## Texto del ejercicio:
================================

Gabriel Jesús, un conocido mío es uno de esos casos. “Ha sido regresar de las vacaciones y ¡¡zás!! Me lo encuentro por la calle y me lo suelta. Pregunto por cómo lo ha encajado Graciela de los Ángeles, su mujer y ahora su ex. “Igual que yo, como amigos” Le felicito porque todo lo que sea bueno para ellos es de agradecer. “Los niños, bien gracias, ya sabes, tres niños de playa diaria durante veinte días”. -El playerío es lo que tiene –le digo.
Gabriel Jesús me confiesa que en su caso la playa ha tenido mucha culpa. –“Este año se vino mi suegra con nosotros. Doña Luciana para quedar bien conmigo me regaló un Meyba estampado, ya sabes, uno de esos trajes de baño amplio y ortopédico de los años 60 capaces de resistir baños radiactivos” –Algo demoledor- apunté.
Y me sigue contando sin parar. Las vacaciones de arena son perfectas cuando uno consigue fijar la hamaca, la toalla y la sombrilla dentro de los límites de costa, de lo contrario estás condenado a dar vueltas como un pollo a l’ast. La estancia debajo de una sombrilla es como el cuarto de estar de tu propia casa. Libros, prensa, smartphone, móvil, tablet, autodefinidos, sudokus, y sillería. Completa la estampa el cocodrilo hinchable, flotadores gigantes, manguitos, tablas, cubos, palas, rastrillos, excavaciones, amistades de una vez al año o terceras personas que cruzan por tus linderos, y además doña Luciana, por si éramos pocos. Y por fin el vendedor de bolsos, mantelerías, gafas de sol e incluso alfombras traídas expresamente del polígono Cobo Calleja de Fuenlabrada. Remolinos de señoras, principalmente, y la añorada fiebre compulsiva en compras se destapan alrededor del mercader playero, que ve como su negocio adquiere relieves de Primark, pero sin escaleras mecánicas.

================================

## Datos para revisar:
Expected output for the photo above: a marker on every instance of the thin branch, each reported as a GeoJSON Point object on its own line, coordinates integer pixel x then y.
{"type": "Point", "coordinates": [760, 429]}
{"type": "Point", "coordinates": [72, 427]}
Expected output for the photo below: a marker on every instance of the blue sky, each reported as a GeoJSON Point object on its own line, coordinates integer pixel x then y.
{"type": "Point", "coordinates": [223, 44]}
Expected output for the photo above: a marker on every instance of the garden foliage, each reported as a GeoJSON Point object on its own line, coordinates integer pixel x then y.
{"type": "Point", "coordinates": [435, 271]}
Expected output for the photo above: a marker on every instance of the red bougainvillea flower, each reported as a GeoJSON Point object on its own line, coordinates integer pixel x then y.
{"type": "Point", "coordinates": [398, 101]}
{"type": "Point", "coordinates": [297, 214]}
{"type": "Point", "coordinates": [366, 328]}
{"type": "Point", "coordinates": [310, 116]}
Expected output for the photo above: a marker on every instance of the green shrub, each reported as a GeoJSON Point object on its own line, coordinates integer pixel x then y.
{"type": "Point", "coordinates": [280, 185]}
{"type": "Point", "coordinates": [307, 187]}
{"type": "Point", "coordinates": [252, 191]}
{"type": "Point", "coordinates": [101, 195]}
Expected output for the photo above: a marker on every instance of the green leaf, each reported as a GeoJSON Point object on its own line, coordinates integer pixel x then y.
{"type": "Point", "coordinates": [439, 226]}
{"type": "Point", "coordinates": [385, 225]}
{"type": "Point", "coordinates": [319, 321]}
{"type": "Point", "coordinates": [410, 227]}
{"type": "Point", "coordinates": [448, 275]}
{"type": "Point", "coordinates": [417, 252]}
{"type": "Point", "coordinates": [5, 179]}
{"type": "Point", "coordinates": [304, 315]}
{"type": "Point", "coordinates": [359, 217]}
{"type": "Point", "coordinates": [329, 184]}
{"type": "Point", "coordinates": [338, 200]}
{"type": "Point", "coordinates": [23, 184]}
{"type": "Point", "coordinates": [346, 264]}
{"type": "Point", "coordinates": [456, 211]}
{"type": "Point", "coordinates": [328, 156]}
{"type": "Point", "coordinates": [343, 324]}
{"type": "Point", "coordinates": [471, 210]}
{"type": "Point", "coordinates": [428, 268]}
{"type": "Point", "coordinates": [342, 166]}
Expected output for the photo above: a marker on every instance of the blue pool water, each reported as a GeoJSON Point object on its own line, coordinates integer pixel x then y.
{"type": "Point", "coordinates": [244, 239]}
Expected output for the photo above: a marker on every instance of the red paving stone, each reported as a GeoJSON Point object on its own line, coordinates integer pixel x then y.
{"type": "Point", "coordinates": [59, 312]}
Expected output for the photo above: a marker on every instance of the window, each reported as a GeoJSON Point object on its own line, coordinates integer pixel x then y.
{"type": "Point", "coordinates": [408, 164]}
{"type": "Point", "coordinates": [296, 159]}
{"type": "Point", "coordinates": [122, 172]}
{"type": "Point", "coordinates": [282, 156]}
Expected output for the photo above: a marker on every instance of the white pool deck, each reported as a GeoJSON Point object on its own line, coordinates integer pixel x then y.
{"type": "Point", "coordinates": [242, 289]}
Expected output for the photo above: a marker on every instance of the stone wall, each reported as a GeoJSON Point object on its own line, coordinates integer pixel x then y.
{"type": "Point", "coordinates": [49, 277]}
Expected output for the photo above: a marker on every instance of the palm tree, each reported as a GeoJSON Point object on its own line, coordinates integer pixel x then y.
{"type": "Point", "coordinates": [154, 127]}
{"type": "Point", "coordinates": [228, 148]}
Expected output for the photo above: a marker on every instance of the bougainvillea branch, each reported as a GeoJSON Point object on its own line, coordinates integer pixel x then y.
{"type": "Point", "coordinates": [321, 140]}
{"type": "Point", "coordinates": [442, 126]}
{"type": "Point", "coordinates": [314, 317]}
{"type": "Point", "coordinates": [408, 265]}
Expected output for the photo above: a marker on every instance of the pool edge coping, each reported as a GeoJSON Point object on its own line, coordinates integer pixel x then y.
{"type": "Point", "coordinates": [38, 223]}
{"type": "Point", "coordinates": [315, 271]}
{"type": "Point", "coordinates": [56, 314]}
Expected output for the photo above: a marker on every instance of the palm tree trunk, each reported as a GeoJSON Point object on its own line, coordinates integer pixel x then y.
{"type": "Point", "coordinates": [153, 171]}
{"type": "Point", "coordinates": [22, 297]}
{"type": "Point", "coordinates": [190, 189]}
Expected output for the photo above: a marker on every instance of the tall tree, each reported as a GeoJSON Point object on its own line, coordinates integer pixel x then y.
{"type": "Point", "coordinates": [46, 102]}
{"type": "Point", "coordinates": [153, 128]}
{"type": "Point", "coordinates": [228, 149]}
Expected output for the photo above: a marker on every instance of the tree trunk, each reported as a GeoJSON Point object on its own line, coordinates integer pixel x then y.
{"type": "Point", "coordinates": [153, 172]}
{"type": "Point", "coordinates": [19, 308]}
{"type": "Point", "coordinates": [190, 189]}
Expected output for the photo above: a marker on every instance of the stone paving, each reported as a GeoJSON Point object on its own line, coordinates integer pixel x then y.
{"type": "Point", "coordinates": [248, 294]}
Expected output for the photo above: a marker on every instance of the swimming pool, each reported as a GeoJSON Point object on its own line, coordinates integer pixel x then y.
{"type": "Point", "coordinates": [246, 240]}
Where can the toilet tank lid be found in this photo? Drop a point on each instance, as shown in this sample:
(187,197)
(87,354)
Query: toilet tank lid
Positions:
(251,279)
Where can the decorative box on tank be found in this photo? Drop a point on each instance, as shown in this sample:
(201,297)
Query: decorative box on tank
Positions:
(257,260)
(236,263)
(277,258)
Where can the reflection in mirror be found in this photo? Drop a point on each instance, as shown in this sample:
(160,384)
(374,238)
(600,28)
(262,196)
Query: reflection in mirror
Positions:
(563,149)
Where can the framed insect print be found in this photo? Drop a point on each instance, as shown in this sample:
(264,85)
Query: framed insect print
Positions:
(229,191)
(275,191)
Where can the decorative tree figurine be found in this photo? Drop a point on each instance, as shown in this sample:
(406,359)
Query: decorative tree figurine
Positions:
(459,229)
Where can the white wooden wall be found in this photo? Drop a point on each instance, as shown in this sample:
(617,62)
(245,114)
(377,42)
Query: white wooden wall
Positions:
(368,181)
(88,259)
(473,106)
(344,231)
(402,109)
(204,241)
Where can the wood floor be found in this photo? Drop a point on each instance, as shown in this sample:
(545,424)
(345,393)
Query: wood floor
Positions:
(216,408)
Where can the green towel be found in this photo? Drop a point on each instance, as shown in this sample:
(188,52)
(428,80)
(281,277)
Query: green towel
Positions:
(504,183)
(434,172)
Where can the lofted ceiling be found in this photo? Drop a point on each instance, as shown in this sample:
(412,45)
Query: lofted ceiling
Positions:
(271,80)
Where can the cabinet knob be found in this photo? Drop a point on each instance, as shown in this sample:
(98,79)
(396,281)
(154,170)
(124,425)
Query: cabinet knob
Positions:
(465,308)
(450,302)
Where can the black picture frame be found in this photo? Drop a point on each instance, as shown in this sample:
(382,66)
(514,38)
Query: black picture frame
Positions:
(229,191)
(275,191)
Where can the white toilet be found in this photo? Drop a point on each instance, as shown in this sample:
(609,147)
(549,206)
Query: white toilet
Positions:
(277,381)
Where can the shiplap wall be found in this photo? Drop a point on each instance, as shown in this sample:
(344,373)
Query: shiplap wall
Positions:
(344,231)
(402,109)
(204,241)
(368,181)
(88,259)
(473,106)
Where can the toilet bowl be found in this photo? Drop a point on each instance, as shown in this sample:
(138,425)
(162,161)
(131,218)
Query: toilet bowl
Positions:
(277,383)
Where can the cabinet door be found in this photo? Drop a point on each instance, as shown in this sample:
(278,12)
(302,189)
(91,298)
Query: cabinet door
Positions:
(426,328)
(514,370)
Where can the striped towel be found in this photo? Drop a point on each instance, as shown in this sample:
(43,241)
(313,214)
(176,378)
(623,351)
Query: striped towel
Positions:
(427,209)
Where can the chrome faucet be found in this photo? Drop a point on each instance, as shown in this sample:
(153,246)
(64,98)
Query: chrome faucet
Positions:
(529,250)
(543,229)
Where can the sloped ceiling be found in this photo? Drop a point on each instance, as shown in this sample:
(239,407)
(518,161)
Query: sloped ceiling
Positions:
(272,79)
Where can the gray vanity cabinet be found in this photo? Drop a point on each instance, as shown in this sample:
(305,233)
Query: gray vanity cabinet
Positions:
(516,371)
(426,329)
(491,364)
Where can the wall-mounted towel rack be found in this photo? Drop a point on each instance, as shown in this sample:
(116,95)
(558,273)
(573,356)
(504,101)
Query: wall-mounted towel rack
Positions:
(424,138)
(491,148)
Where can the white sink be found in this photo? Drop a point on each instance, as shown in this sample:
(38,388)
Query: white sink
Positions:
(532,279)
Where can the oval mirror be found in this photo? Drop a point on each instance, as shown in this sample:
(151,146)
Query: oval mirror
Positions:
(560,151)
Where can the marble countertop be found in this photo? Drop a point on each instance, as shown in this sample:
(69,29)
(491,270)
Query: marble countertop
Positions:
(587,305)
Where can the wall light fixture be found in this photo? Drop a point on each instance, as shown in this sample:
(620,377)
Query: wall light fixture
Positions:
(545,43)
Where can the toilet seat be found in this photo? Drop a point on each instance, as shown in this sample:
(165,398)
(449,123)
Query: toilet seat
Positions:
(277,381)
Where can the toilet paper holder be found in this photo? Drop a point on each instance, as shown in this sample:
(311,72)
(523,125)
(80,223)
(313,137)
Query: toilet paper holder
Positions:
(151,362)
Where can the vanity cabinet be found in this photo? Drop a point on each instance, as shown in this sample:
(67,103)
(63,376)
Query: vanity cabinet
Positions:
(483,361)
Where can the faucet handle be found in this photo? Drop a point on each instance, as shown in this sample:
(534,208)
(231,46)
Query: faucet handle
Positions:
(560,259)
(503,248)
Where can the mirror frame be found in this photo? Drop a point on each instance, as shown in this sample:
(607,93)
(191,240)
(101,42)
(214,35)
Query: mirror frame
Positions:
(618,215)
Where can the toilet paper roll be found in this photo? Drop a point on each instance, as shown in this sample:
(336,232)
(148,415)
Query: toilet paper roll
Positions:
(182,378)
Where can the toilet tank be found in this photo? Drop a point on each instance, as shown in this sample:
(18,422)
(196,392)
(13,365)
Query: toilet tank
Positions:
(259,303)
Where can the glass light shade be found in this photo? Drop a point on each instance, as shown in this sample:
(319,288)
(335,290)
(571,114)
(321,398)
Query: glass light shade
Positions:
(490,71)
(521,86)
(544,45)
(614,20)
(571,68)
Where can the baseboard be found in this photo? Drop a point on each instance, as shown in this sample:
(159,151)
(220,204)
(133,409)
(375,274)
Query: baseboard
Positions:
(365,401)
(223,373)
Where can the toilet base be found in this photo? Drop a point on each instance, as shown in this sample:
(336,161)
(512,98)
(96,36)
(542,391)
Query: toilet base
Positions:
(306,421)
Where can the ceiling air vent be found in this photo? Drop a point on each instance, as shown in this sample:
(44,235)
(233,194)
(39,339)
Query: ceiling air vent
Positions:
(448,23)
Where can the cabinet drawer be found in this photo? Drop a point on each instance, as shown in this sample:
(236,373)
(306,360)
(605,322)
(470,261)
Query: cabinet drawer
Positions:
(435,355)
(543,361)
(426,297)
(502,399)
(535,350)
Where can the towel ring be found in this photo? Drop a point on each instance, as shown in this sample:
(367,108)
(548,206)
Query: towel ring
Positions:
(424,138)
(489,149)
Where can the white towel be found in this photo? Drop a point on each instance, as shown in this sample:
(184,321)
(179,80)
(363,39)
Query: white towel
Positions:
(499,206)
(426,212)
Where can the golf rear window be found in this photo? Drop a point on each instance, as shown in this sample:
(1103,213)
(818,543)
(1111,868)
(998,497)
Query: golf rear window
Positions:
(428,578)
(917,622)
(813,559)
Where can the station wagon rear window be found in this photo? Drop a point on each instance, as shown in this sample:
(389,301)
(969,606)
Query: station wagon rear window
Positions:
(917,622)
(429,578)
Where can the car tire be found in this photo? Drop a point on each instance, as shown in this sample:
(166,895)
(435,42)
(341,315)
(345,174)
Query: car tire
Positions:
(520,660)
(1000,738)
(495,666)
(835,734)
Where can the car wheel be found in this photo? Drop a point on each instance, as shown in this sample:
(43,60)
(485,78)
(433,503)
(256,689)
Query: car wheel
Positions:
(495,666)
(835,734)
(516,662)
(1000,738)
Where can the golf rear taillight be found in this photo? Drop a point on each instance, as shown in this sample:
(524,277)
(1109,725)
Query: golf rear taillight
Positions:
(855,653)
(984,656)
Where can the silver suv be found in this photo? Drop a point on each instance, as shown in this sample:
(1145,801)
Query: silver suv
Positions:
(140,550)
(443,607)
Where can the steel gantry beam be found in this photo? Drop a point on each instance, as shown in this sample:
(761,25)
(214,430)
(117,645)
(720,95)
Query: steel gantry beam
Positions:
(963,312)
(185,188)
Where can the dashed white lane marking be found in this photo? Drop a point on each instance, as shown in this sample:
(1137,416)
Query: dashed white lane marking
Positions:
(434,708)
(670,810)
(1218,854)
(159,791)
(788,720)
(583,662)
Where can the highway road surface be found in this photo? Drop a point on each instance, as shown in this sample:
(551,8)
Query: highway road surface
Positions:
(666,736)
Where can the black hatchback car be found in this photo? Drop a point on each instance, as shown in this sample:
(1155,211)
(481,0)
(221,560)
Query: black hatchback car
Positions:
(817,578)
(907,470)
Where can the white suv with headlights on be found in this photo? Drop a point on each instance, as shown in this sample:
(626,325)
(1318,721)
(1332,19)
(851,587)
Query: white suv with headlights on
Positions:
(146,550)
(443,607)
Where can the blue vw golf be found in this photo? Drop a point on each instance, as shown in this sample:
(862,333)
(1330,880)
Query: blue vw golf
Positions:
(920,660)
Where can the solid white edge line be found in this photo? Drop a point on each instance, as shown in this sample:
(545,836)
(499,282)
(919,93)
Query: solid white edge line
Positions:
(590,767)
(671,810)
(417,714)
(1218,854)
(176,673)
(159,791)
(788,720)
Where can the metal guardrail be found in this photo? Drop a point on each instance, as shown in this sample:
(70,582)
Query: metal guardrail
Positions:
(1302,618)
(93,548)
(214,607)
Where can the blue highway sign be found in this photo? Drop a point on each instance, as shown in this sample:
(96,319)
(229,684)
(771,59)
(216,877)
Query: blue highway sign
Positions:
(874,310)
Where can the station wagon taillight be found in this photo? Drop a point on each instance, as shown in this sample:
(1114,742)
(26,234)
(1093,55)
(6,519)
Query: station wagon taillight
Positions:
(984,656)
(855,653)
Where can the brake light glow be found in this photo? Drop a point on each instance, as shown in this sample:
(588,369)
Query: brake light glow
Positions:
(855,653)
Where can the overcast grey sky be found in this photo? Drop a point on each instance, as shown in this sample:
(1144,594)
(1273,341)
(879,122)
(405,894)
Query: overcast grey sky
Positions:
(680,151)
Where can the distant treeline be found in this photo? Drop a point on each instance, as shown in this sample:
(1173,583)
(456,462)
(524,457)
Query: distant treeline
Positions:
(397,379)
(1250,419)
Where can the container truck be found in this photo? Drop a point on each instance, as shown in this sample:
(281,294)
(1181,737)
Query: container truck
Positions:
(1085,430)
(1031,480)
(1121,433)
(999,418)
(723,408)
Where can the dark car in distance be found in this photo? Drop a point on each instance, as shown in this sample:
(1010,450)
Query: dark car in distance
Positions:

================================

## Consigna de trabajo 1:
Enumera todos los artículos que vende el mercader playero según el texto sobre las vacaciones de Gabriel Jesús.
## Consigna de trabajo 2:
En el texto sobre las vacaciones de Gabriel Jesús, ¿qué le regaló doña Luciana a Gabriel Jesús?
## Consigna de trabajo 3:
Prosigue el texto sobre las vacaciones de Gabriel Jesús a partir de su última oración.
Los ítems provienen de una fuente distinta.

## Resultado del ejercicio 1:
Bolsos, mantelerías, gafas de sol y alfombras.

## Resultado del ejercicio 2:
Un Meyba estampado, uno de esos trajes de baño amplios y ortopédicos de los años 60.

## Resultado del ejercicio 3:
En un inciso de su relato observo como Gabriel Jesús se emociona. La COVID me impide darle una palmada de consuelo. ¡Maldito Meyba! –me dice. Toma aire y vuelve a la carga. Uno decide probar aguas marinas después de haber soportado a dos señoras próximas comentar que sé yo sobre la boda de Pitita Rocambole con el hijo de los marqueses de Ajonjolí –“qué elegancia y qué tipazos”. Y claro uno se ve obligado a huir de allí a toda prisa. Sorteados todos los obstáculos te encuentras frente al mar. Anchuroso se le supone, porque en temporada alta es como si aquello fuera el desembarco de Normandía. Hay quienes se adueñan de las olas en grupos de docena o docena y media, todos agarrados de la mano formando un cordón y dando saltitos. Ellos fornidos y ellas sin el tiramisú de la parte alta del bikini retozando entre espumosa poesía carnal. Uno que no es mojigato entra solo al agua esquivando cuerpos hasta más allá de lo hondo, y claro, enseguida la familia te dice que para fuera que ya son ganas de buscarse una tontería sin necesidad.
El calor entre seco y húmedo de la playa hace que el veraneante de buenas formas acuda al resort más próximo en busca del oasis placentero. Entonces uno apuesta por la jarra de cerveza bien fría en el chiringuito mientras por megafonía anuncian que se ha perdido un tal Gabriel Jesús llevando puesto un Meyba vintage estampado y ancho de pata. Entonces la familia te localiza y te llama egoísta por estar solo y dándote la vida padre. Doña Luciana me mira de arriba abajo como si yo fuera un pingüino papúa. Graciela de los Ángeles se siente abandonada, desolada, y los niños quieren bolsas de gusanitos y helados de cucurucho. Mientras tanto el telediario habla de que son 100.000 los divorcios que se originan anualmente en España y que el 77 % de las separaciones que se producen son de mutuo acuerdo. Nos despedimos. “¡Qué fuerte lo del Meyba, Gabriel Jesús!” –le digo. Se marcha cabizbajo. Hay cosas muy difíciles de superar en algunas parejas.